Rewrite every item with "Shot-chart audit" changed to "Location check" and everything else left as it is.

(Unprocessed records)
_ _ _
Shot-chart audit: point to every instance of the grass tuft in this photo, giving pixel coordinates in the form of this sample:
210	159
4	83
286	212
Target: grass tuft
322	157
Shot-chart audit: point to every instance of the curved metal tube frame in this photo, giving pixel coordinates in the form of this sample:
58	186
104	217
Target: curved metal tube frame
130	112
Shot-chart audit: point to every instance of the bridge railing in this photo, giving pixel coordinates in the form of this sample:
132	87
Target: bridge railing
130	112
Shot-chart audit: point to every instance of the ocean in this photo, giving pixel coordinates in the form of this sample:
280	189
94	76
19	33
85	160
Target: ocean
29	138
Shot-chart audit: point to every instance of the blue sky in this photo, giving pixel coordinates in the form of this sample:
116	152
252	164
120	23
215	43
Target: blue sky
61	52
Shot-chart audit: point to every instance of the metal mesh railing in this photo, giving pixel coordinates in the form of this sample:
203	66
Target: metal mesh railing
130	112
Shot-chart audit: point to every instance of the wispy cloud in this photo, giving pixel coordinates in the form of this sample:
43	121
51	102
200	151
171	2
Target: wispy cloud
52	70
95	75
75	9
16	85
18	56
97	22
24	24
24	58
_ _ _
**Complete response:**
Location check: point to every instance of the grass tuft in this photo, giving pixel coordinates in the form of this sample:
210	159
4	83
286	212
Target: grass tuft
322	157
Location check: point to every instance of the curved metal tube frame in this photo, giving pixel coordinates in the form of this sample:
58	186
104	217
Target: curved metal tube frame
130	112
Location check: point to every instance of the bridge railing in this photo, giving pixel coordinates in the form of this sample:
132	87
Target: bridge railing
130	112
Location check: point to every instance of the ocean in this photo, giving pixel coordinates in the form of this sample:
280	189
94	76
19	33
85	160
Target: ocean
29	138
Location check: point to every instance of the blue sky in this photo, giving pixel coordinates in the form of this sample:
116	152
252	164
120	23
215	43
Target: blue sky
61	52
Location check: point to every instance of the metal mesh railing in this photo, giving pixel coordinates in the form of this sample:
203	66
Target: metal mesh railing
130	112
Location check: point to every instance of the wispy cloud in this photo, giving pixel coordinates in the form of this sample:
43	121
51	102
200	151
171	2
Target: wispy cloud
52	70
95	75
75	9
16	85
18	56
97	22
24	24
24	58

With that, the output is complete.